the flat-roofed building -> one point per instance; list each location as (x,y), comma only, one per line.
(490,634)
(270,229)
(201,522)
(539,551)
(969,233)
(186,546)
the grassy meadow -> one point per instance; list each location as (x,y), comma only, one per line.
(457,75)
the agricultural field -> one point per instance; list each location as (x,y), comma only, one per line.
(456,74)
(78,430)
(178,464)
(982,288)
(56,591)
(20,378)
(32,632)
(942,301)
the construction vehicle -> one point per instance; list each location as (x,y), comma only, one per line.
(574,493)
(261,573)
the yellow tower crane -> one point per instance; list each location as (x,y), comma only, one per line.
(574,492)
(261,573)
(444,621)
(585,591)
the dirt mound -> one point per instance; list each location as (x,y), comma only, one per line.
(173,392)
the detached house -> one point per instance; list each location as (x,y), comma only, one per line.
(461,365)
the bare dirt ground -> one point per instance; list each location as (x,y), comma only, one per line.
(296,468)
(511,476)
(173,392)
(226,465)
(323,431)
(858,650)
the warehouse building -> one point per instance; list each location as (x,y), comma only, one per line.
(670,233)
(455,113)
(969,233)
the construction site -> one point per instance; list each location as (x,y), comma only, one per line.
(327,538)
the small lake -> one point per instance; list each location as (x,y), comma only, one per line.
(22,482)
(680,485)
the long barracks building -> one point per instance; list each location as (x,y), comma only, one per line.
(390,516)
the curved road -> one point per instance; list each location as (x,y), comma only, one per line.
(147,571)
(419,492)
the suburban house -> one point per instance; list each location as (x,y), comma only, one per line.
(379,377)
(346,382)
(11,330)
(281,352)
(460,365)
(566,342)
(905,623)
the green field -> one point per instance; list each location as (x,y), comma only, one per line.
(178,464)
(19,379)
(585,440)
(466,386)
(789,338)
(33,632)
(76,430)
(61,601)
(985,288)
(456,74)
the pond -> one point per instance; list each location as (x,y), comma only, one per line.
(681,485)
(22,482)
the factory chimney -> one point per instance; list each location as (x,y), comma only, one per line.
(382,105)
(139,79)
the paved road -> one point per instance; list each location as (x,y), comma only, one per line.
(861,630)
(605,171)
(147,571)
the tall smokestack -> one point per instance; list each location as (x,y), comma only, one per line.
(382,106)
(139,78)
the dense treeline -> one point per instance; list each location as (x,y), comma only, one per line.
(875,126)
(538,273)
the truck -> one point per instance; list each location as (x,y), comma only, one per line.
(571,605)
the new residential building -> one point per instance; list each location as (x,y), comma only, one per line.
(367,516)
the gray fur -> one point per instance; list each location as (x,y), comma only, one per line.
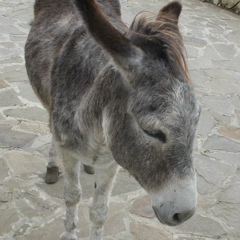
(128,104)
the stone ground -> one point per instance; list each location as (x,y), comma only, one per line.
(31,209)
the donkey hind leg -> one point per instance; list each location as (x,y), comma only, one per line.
(52,173)
(104,179)
(72,193)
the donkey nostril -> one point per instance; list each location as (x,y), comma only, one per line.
(176,217)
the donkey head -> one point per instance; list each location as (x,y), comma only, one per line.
(153,137)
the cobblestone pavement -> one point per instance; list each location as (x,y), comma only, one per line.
(32,210)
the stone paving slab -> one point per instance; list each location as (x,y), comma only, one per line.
(31,209)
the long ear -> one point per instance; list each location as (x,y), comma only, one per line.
(171,12)
(115,43)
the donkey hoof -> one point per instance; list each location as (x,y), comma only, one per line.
(52,174)
(68,236)
(88,169)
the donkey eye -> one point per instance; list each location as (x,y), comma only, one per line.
(158,134)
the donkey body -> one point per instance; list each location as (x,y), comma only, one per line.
(115,96)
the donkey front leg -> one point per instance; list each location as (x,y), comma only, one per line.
(52,167)
(72,193)
(104,179)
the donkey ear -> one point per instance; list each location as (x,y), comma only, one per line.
(122,50)
(170,12)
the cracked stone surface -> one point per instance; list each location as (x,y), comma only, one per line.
(31,209)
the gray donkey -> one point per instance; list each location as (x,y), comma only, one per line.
(115,96)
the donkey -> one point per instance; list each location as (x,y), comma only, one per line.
(115,96)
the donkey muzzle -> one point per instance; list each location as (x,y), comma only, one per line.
(175,203)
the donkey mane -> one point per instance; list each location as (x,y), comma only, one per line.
(164,38)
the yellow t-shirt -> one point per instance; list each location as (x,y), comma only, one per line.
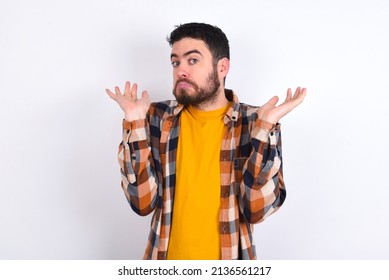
(195,226)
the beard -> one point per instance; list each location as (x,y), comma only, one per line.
(200,95)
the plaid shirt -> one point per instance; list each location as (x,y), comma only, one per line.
(252,185)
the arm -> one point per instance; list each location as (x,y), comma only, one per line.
(262,188)
(139,181)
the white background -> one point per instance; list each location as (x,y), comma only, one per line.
(60,195)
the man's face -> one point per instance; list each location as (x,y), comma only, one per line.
(195,77)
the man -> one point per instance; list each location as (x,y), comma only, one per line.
(208,166)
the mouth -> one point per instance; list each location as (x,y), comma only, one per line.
(183,85)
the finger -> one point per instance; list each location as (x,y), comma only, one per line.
(127,88)
(111,94)
(117,90)
(134,89)
(273,101)
(145,94)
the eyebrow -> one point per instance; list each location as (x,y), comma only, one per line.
(186,54)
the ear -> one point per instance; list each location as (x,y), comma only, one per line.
(223,67)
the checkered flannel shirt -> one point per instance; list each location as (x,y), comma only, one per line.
(252,185)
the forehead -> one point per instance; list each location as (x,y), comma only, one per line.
(185,45)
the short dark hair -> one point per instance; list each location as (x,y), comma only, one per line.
(212,36)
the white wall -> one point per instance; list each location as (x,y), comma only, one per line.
(60,184)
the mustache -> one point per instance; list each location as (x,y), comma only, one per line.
(186,81)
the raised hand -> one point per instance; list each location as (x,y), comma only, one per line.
(271,113)
(133,108)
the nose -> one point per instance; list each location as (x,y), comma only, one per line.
(182,71)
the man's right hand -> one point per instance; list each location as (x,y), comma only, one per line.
(133,108)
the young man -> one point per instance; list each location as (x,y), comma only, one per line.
(208,166)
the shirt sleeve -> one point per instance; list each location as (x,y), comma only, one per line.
(139,180)
(262,189)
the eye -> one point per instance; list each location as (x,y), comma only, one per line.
(175,63)
(193,61)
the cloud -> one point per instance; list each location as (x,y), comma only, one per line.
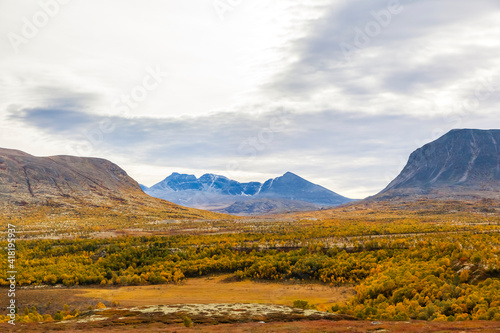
(411,53)
(349,152)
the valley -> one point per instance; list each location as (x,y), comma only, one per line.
(411,257)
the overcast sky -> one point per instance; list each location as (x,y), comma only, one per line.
(339,92)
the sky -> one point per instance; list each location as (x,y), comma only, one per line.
(339,92)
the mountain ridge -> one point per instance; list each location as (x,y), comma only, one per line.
(216,192)
(463,163)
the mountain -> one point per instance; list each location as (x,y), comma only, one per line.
(72,182)
(462,164)
(268,206)
(218,193)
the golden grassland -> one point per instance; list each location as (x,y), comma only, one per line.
(217,289)
(432,261)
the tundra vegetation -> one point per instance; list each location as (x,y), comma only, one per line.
(428,261)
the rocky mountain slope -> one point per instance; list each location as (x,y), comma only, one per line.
(462,164)
(286,193)
(71,182)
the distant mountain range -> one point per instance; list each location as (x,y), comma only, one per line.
(70,182)
(214,192)
(462,164)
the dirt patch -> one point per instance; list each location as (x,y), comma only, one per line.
(221,289)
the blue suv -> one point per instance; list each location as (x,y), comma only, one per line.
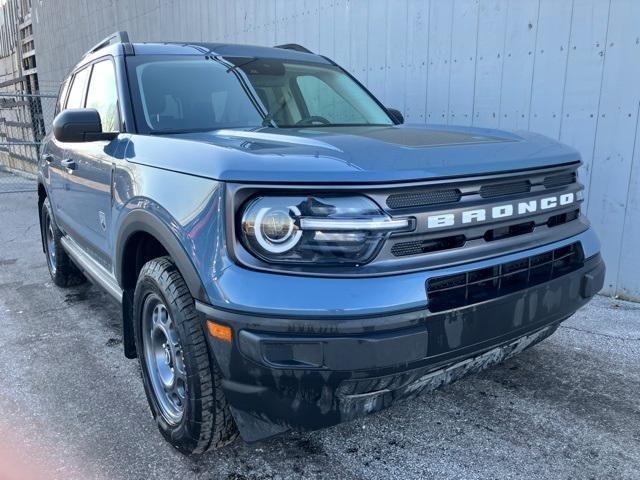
(287,253)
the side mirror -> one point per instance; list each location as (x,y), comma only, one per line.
(396,115)
(80,125)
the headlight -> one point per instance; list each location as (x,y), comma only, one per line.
(316,229)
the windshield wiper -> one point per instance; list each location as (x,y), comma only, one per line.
(269,117)
(234,67)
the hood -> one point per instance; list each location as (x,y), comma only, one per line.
(373,154)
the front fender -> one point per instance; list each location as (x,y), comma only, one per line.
(141,220)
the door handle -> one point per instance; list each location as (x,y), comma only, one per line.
(69,163)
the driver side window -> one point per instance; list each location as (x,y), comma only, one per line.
(103,95)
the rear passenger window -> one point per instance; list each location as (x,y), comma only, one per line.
(76,94)
(103,96)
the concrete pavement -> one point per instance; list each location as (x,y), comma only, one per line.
(73,407)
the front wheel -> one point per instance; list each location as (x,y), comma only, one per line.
(181,380)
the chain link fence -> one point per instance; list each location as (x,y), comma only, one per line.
(25,119)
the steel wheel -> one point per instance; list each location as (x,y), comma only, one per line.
(164,359)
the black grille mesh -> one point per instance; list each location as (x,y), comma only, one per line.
(462,289)
(421,198)
(502,189)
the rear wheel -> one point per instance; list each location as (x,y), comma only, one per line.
(181,380)
(63,271)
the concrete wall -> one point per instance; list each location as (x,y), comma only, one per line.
(569,69)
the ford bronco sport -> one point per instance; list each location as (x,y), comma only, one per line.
(287,253)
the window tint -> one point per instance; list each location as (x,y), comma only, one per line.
(102,95)
(62,93)
(323,101)
(76,94)
(184,95)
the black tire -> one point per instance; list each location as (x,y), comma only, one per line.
(205,421)
(63,271)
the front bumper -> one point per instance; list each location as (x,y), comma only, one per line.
(313,372)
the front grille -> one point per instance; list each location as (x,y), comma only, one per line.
(503,189)
(425,246)
(462,289)
(423,198)
(561,180)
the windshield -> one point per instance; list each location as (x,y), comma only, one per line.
(184,95)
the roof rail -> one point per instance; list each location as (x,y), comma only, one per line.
(294,46)
(116,37)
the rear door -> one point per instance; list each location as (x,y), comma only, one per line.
(89,179)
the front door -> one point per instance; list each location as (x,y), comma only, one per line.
(90,169)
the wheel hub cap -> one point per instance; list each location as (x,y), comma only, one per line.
(164,359)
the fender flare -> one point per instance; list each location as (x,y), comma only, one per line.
(140,220)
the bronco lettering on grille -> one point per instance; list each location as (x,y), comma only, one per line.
(500,211)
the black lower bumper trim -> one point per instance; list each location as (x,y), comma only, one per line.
(306,374)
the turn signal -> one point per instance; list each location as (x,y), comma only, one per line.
(221,332)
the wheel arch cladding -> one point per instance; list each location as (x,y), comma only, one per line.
(142,229)
(141,223)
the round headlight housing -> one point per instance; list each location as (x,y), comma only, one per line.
(315,229)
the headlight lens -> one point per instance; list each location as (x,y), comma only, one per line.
(315,229)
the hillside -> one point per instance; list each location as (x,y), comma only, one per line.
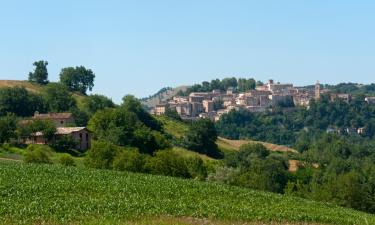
(62,195)
(19,83)
(32,87)
(162,97)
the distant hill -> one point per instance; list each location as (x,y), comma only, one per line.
(51,194)
(33,87)
(162,96)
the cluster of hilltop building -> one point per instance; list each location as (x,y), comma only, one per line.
(216,103)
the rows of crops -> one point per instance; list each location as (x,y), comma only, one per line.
(54,194)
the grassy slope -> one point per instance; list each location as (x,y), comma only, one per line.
(34,88)
(62,195)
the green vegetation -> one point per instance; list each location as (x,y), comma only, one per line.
(77,79)
(40,74)
(67,195)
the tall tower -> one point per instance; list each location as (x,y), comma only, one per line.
(317,90)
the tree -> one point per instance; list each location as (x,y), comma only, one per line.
(168,163)
(40,74)
(202,137)
(101,155)
(93,103)
(8,127)
(77,79)
(58,98)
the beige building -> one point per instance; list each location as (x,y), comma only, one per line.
(59,119)
(160,109)
(208,105)
(79,134)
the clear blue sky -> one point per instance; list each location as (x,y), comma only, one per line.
(137,47)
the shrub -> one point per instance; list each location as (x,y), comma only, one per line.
(38,154)
(64,144)
(168,163)
(66,160)
(129,160)
(101,155)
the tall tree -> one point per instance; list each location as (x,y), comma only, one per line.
(58,98)
(40,74)
(77,79)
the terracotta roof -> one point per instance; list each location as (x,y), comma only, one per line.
(53,116)
(63,130)
(68,130)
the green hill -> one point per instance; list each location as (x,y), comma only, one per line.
(49,194)
(32,87)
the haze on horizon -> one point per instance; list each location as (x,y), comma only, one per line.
(138,47)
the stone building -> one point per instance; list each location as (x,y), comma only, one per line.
(79,134)
(59,119)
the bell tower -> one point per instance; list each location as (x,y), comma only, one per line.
(317,90)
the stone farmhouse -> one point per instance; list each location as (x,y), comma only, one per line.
(62,121)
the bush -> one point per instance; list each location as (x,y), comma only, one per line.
(38,154)
(64,144)
(66,160)
(129,160)
(101,155)
(168,163)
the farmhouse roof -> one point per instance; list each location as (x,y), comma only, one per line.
(52,115)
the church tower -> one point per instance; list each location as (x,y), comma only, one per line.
(317,90)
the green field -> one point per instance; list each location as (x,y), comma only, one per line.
(50,194)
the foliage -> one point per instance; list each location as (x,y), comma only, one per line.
(77,79)
(8,126)
(258,169)
(300,125)
(101,155)
(129,160)
(129,125)
(202,137)
(66,160)
(40,74)
(93,103)
(64,143)
(38,154)
(168,163)
(58,98)
(71,195)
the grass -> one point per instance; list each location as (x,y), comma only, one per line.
(50,194)
(34,88)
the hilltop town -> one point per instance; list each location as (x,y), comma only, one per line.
(214,104)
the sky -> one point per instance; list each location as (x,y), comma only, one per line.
(137,47)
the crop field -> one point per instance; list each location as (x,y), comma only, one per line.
(51,194)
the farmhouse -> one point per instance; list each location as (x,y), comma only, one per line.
(79,134)
(59,119)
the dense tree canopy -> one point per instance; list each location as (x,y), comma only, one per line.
(58,98)
(77,78)
(129,125)
(202,137)
(40,74)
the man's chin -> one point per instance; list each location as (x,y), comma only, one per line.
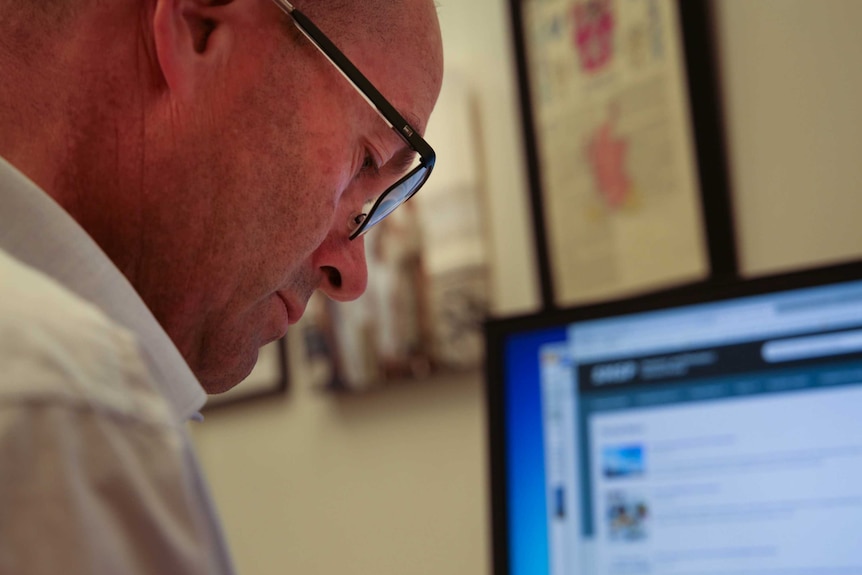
(220,376)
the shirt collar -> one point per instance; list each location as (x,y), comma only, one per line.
(37,231)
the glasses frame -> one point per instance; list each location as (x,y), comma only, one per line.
(387,111)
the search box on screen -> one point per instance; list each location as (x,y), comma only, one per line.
(812,346)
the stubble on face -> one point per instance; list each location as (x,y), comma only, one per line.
(241,201)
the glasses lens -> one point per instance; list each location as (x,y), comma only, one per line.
(399,193)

.....

Work to do: Extract exactly the lines from the one containing "the bell tower" through the last line of the records above, both included, and leave out the pictures.

Correct response:
the bell tower -> one point per instance; list each location as (x,y), comma only, one per line.
(317,90)
the stone farmhouse -> one point per instance; list each location as (x,y), comma only, one per line.
(62,121)
the bush -> one point per instance; list each location as (x,y), comma only, one per line.
(38,154)
(64,144)
(66,160)
(129,160)
(101,155)
(168,163)
the farmhouse roof -> one point per instance; list each location as (x,y), comma only, one per line.
(52,115)
the church tower -> one point per instance; list each location as (x,y), comma only, one per line.
(317,90)
the green field -> one point per instance; list each location as (x,y), comma only, one per line.
(50,194)
the foliage -> one point per instance; list each location as (x,y), comma only, one per line.
(77,79)
(8,126)
(258,169)
(300,125)
(101,155)
(129,160)
(129,125)
(202,137)
(66,160)
(40,74)
(93,103)
(64,143)
(38,154)
(168,163)
(58,98)
(71,195)
the grass -> one point per instance; list each location as (x,y), comma only, one per line.
(50,194)
(34,88)
the hilltop town -> one point per instance; list each location as (x,y), comma only, one per line.
(214,104)
the sky -> one point per instance; list each location as (x,y), comma only, one per line.
(137,47)
the crop field -> one point per instance; list each location as (x,y), comma only, one per line.
(51,194)
the farmhouse -> one point per instance; list each location as (x,y), comma only, one per line.
(79,134)
(59,119)
the dense tree canopy -> one point per instance; list each location as (x,y), comma only, one per line.
(58,98)
(77,78)
(129,125)
(202,137)
(40,74)
the man's chin -> one point per instance; list each location as (x,y), comma only, one per line.
(220,376)
the shirt collar -> one point per instance; list each location as (x,y), comma only, one per line.
(37,231)
the glasses frame -> one point per instance; list each location as (x,y), comma only, one per line.
(387,111)
the search box on screen -> one point per instance; list each location as (x,y), comma only, one per line.
(812,346)
the stubble on face -> one point per instance; list each location as (x,y), comma only, one per line.
(241,201)
the glasses lens -> one point per instance; list each location as (x,y), comma only, one per line.
(399,193)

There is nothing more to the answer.